Available records
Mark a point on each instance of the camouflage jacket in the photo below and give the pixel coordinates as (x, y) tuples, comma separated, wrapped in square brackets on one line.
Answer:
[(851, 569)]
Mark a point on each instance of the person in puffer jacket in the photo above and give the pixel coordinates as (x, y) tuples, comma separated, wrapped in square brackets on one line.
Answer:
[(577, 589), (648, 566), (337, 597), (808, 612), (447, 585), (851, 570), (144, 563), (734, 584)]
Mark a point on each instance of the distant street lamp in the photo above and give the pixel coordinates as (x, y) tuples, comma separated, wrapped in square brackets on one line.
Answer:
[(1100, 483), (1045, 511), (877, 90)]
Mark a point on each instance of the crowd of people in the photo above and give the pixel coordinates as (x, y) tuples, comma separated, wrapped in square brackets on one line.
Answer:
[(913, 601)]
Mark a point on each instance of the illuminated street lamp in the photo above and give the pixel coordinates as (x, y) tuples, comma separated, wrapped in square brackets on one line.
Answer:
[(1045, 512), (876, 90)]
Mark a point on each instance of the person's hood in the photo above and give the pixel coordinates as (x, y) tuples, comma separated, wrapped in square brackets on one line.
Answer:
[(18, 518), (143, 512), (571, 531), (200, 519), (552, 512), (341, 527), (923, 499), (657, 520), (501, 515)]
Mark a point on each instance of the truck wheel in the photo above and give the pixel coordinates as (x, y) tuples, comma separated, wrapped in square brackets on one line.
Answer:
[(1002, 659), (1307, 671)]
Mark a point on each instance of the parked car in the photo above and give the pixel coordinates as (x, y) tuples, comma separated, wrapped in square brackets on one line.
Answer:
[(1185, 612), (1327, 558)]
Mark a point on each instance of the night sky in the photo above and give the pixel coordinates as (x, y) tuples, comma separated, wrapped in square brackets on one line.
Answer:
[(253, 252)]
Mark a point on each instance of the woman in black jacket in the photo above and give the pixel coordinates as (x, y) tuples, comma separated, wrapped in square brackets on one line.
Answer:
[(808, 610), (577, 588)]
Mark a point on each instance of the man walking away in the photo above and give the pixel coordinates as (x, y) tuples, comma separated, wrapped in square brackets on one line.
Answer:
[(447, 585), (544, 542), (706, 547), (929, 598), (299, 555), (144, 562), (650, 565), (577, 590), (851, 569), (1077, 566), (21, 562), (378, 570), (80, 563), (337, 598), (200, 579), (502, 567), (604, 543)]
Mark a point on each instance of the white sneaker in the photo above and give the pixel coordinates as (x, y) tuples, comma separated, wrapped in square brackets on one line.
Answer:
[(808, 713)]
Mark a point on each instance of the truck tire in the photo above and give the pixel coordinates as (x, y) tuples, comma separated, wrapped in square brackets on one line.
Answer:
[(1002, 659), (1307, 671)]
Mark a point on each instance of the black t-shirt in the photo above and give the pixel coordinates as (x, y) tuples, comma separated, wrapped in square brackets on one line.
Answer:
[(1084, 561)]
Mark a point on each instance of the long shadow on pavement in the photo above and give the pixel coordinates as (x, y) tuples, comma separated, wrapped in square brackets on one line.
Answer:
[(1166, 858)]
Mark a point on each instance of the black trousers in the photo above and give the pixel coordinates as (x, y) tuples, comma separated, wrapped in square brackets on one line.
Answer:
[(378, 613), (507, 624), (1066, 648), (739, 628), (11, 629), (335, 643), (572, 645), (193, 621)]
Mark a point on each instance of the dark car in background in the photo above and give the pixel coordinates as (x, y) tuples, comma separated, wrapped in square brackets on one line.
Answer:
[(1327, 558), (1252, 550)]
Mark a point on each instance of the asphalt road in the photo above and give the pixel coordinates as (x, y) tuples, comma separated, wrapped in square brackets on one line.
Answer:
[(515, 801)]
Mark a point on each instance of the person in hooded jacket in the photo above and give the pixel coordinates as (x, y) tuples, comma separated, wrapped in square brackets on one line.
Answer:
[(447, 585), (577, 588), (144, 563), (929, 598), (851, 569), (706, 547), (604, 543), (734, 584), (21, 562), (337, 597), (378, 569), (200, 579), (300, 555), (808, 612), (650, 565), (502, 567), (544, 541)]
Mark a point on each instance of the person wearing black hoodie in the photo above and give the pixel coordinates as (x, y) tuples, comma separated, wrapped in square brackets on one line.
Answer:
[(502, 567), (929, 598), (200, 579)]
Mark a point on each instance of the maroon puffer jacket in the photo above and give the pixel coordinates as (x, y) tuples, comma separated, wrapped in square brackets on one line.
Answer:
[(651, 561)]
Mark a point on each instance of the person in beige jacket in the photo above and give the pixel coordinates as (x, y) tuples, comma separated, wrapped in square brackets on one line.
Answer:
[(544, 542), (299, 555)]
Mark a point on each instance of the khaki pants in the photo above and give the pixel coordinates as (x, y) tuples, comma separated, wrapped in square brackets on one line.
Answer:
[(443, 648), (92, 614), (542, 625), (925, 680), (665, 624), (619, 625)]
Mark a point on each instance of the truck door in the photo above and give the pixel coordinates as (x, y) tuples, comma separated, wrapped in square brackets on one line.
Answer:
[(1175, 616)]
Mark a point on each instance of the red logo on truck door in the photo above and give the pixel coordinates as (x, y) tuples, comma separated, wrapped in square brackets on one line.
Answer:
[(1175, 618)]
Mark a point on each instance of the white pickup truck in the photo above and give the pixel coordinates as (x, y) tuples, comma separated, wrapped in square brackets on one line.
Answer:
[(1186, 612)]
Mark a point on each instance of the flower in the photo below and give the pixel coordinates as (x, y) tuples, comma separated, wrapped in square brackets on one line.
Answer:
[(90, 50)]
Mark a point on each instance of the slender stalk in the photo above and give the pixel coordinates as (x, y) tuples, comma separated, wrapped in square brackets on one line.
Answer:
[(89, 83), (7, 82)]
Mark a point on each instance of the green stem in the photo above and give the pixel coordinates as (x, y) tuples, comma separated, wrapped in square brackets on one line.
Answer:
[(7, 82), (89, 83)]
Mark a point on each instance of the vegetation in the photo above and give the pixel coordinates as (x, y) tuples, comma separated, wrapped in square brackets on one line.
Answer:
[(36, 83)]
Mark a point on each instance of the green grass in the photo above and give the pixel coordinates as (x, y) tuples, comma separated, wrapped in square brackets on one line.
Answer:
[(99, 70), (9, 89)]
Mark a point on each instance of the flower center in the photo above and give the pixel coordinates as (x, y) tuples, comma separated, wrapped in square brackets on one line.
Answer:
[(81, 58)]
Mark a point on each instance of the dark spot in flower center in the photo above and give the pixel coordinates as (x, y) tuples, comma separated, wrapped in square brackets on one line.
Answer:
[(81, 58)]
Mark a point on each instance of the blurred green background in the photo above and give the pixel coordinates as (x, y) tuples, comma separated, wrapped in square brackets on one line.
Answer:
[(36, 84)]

Task statement
From the records above, print exactly the lines that run from the line with "Mark a point on each instance of the green stem" to the line with "Mark a point on each instance of the vegetation", inclusive.

Task response
Mark a point on each instance of the green stem in the photo above and give the pixel coordinates as (x, y) tuples, comma separated, wrapped in square brackets on one line.
Answer:
[(7, 82), (89, 83)]
Mark a point on each instance of the vegetation in the photo above and give the pixel coordinates as (x, y) tuples, comma separated, wrapped in square brackets on one line.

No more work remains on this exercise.